Finally, the study would be of significance to users of telecoms services because as recipient of telecoms services, they would be concerned about the need for telecoms companies in the country (Nigeria) getting things right with respect to service delivery towards them as consumers of telecoms services. Consumers desire quality service at reasonable prices, effectively marketed to them the consumers – based on updated marketing research activities by the telecoms companies.
1.8 Definitions of Terms
The following terms and concepts are critical to the study; and so their definitions would be useful to an understanding of the research study:
Marketing Mix: Lamb (2005) defined marketing mix as being the four “Ps” of marketing. These are Topic, Price, Place, and Promotion. An organization must properly mix them in order for it to optimize its benefits in the market.
Customer-Focus: Zekeri (2004) defined customer focus as the processes and practices of an organization which are aligned to maximize value to customers from the products or services of the organization. .

▶ **Assigned task**
Carry the passage on the Nigerian telecoms marketing study forward from its final sentence.

▶ **Information**
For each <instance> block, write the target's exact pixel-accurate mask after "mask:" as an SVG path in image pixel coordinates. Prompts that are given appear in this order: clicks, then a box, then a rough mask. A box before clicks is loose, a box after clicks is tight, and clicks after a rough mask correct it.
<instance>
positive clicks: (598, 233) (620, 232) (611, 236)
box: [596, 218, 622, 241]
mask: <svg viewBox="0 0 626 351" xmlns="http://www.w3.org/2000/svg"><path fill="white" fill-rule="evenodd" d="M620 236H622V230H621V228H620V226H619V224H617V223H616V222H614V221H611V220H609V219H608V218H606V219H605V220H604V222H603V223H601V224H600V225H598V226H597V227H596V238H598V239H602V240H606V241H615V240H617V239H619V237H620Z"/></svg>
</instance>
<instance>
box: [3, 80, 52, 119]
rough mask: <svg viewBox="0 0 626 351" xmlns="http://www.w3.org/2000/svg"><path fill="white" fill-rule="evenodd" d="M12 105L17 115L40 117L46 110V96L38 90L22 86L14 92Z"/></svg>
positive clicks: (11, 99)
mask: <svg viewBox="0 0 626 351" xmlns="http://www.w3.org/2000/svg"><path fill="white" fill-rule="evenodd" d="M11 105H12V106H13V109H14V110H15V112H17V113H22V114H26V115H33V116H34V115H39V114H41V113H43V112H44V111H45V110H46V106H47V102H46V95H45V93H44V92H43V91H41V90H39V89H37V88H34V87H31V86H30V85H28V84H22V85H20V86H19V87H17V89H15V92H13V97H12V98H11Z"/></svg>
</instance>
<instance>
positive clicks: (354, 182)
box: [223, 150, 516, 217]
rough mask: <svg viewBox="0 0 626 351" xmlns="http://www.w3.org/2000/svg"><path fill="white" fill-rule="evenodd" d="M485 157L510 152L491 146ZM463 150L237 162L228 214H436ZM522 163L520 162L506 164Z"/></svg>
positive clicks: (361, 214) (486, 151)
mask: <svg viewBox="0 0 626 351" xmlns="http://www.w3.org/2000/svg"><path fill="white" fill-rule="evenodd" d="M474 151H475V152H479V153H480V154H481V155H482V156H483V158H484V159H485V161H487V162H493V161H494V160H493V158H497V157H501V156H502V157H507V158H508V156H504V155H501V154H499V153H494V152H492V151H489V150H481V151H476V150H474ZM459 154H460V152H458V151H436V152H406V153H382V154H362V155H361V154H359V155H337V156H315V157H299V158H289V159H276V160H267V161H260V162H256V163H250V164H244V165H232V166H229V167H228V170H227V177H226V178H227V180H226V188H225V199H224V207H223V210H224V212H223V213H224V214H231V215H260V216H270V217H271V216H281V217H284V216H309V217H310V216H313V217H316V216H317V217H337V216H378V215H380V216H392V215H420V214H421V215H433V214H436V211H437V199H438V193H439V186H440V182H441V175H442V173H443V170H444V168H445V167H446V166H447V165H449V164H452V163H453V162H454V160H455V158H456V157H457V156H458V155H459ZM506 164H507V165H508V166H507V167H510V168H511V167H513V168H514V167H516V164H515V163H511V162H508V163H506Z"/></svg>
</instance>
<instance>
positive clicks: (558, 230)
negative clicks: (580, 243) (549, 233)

▶ **Task result**
Responsiveness to Customers: Kotler & Armstrong (2001) defined responsiveness to customers as keeping in touch with customers, by the organization, with the organization continuing to learn about customers’ wants and needs, and doing things for the convenience of the customers.
Customer Expectation: Osunbiyi (2001) defined customer expectation as customer perceptions of the value that he/she will receive from the purchase of a product or service. Customers form expectation by analyzing available information, which may include experience, word-of-mouth, and advertising and sales promises.